任务要求: 提取下列全部条目中的每一行文字，逐字照录，答案中不得包含图片。

◆ ◆ ◆ ◆ ◆

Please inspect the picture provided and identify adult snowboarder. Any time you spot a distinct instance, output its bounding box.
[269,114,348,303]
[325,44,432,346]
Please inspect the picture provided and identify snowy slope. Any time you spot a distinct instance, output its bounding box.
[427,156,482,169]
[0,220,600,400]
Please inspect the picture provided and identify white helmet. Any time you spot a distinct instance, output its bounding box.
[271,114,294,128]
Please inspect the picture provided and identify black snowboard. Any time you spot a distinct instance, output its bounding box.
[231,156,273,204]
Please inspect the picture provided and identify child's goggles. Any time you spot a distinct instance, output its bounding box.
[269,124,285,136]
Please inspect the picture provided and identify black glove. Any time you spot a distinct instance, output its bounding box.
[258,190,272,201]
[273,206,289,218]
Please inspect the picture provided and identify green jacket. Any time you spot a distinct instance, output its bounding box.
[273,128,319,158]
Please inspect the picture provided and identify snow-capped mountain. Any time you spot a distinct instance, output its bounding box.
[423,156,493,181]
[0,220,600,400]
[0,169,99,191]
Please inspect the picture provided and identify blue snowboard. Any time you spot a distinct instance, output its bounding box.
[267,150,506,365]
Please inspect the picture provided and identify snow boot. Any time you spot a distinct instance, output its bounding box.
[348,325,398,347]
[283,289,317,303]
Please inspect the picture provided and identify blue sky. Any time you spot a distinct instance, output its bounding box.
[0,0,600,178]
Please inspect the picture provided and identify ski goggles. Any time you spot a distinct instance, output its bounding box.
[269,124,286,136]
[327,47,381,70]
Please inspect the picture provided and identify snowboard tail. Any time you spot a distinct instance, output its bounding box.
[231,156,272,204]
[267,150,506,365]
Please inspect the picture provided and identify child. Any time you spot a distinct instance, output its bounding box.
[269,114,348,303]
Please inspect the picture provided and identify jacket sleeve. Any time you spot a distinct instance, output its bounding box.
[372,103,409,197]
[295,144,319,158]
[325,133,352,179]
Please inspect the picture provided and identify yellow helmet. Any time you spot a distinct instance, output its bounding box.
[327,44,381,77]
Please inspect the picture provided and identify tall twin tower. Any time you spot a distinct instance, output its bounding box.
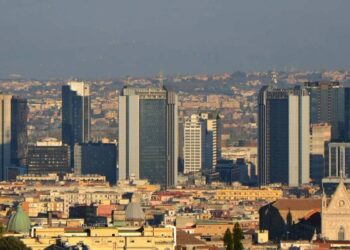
[119,87,178,187]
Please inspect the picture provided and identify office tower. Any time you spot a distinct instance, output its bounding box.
[74,142,118,184]
[200,111,221,169]
[62,81,91,146]
[27,138,71,175]
[0,94,28,180]
[177,120,185,173]
[304,82,346,141]
[183,114,206,174]
[119,87,178,187]
[258,86,310,186]
[11,96,28,166]
[325,142,350,177]
[310,123,331,184]
[344,87,350,142]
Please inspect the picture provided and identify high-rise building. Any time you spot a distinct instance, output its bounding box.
[27,138,71,175]
[325,142,350,177]
[119,87,178,187]
[183,114,206,174]
[258,86,310,186]
[74,142,118,184]
[11,96,28,166]
[304,82,347,141]
[310,123,331,184]
[62,81,91,147]
[200,111,221,170]
[0,94,28,180]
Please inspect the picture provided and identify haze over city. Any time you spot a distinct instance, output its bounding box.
[0,0,350,79]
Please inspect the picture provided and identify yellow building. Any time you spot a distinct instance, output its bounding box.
[21,227,176,250]
[215,189,283,201]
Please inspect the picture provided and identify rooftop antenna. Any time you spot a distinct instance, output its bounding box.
[158,70,165,89]
[269,70,278,88]
[125,76,131,87]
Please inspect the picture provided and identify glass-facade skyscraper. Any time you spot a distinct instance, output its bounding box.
[304,82,348,141]
[0,94,28,180]
[258,86,310,186]
[62,81,91,146]
[119,87,178,187]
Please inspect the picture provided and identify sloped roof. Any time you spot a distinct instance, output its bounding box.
[125,202,145,220]
[7,205,31,234]
[273,199,321,210]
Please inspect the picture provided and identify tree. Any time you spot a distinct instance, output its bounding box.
[0,236,30,250]
[233,222,244,250]
[224,228,233,250]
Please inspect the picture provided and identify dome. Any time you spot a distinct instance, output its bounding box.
[7,205,30,233]
[125,202,145,221]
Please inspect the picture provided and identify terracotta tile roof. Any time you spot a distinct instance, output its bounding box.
[272,199,321,210]
[176,230,206,246]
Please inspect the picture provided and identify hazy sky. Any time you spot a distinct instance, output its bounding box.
[0,0,350,78]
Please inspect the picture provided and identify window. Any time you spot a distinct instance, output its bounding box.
[338,226,345,240]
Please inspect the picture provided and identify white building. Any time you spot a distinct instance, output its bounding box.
[183,114,206,174]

◆ ◆ ◆ ◆ ◆

任务答案:
Please inspect the picture provided and identify adult snowboarder. Any time you spot a distinct instance, output its bounding box.
[269,114,348,303]
[325,44,432,346]
Please inspect the picture provided and identify snowy slope. Any time you spot a distinct instance, output its bounding box.
[427,156,482,169]
[0,220,600,400]
Please inspect the picture provided and identify white helmet. Any time you spot a distinct instance, output its bounding box.
[271,114,294,128]
Please inspect the picture provided and identify black snowboard. Any time you spot a distinct instance, output its bounding box.
[231,156,273,204]
Please inspect the picture provided and identify child's goggles. Any time you spot a distinct instance, output its bounding box.
[269,124,285,136]
Please inspect the picture provided and identify black glove. Any time you spot a distinct instance, output its bounding box.
[258,190,272,201]
[273,206,289,218]
Please inspect the picture provided and identify green jacket. Any time you spot a distinct instance, output its bounding box.
[273,128,319,158]
Please inspect the picture provided and identify snow-capped mountain. Any time you spot a distinct instance, output its bounding box.
[423,156,493,181]
[0,220,600,400]
[0,169,99,191]
Please inspect the picture provided and identify blue snowboard. Any time you spot a distinct instance, output its bounding box.
[267,150,506,365]
Please inspect the picture provided and identify snow boot. Any time you spot a distinct instance, output its bounding box.
[348,325,398,347]
[283,289,317,303]
Please inspect the picture provided and identify blue sky. Any time you spot a distinct instance, output its bounding box.
[0,0,600,178]
Please inspect the picture provided and identify ski goggles. Any time you spot a distinct instance, output its bounding box.
[269,124,286,136]
[327,47,381,70]
Please inspect the picture provided and identify snowboard tail. Any time you spot a distinct instance, output its bounding box.
[231,156,272,204]
[267,150,506,365]
Please inspect the picture provided and identify child. Any time you spot a distinct instance, output its bounding box.
[269,114,348,303]
Please inspect the picture provided and identify jacket sleeve. Any time you spot a distinct instance, output its bounding box.
[372,103,409,197]
[295,144,319,158]
[325,133,352,179]
Please inspect the picture provided and identify yellow helmet. Any time you spot a distinct instance, output its bounding box.
[327,44,381,77]
Please inspect the picture provided and identify tall twin tower. Any time you spot a distinct instance, output its bounding box.
[119,87,178,187]
Please inspect the picture provided and identify office tower. Any time you spot a distinct instance, output its bounding box.
[74,142,118,184]
[200,111,221,169]
[62,81,91,146]
[27,138,71,175]
[0,94,28,180]
[177,120,185,173]
[304,82,346,141]
[183,114,206,174]
[119,87,178,187]
[258,86,310,186]
[11,96,28,166]
[325,142,350,177]
[310,123,331,184]
[344,87,350,142]
Please inspect the picture provided and identify high-rise building. Any time you spot a distinct instance, output its bounding box.
[27,138,71,175]
[325,142,350,177]
[119,87,178,187]
[183,114,206,174]
[258,86,310,186]
[74,142,118,184]
[11,96,28,166]
[304,82,347,141]
[310,123,331,184]
[62,81,91,147]
[200,111,221,170]
[0,94,28,180]
Please inspect the picture provided and identify haze over city. Any time you spot a distinct instance, output its bounding box.
[0,0,350,79]
Please inspect the picture provided and identify yellow building. Any time you spot a distinct instance, output its bounding box.
[21,227,176,250]
[215,189,283,201]
Please inspect the picture provided and identify rooftop antenna. Any time you spot a distinct instance, output its bounding box.
[158,70,165,89]
[269,70,278,88]
[125,76,131,87]
Please inspect the picture provided and identify glass-facade skyscraper. Any time you spot a distinct instance, output its bounding box.
[304,82,348,141]
[0,94,28,180]
[258,86,310,186]
[62,81,91,146]
[119,87,178,187]
Please inspect the picture provided and identify sloped roof. Any time you spot a distinct instance, output its bounding box.
[125,202,145,220]
[7,205,31,234]
[273,199,321,210]
Please inspect the picture provided and identify tree. Any time you spot a distinct instance, output its bounding box.
[0,236,30,250]
[233,222,244,250]
[224,228,233,250]
Please inspect the picture provided and identify dome. Any time you spot a distinct instance, output its bounding box.
[7,205,30,233]
[125,202,145,221]
Please inspect the picture provided and identify terracotta tile roof. Any time you spot a distinct instance, output its bounding box.
[272,199,321,210]
[176,230,206,246]
Please inspect the picture provided and identify hazy sky. Any time you spot a distinct instance, output its bounding box.
[0,0,350,78]
Please inspect the picture provided and identify window. Any time you spot a distinct instance, output its bounding box.
[338,226,345,240]
Please inspect the picture provided and identify white building. Any time you spot a distinct instance, output its bounding box.
[183,114,206,174]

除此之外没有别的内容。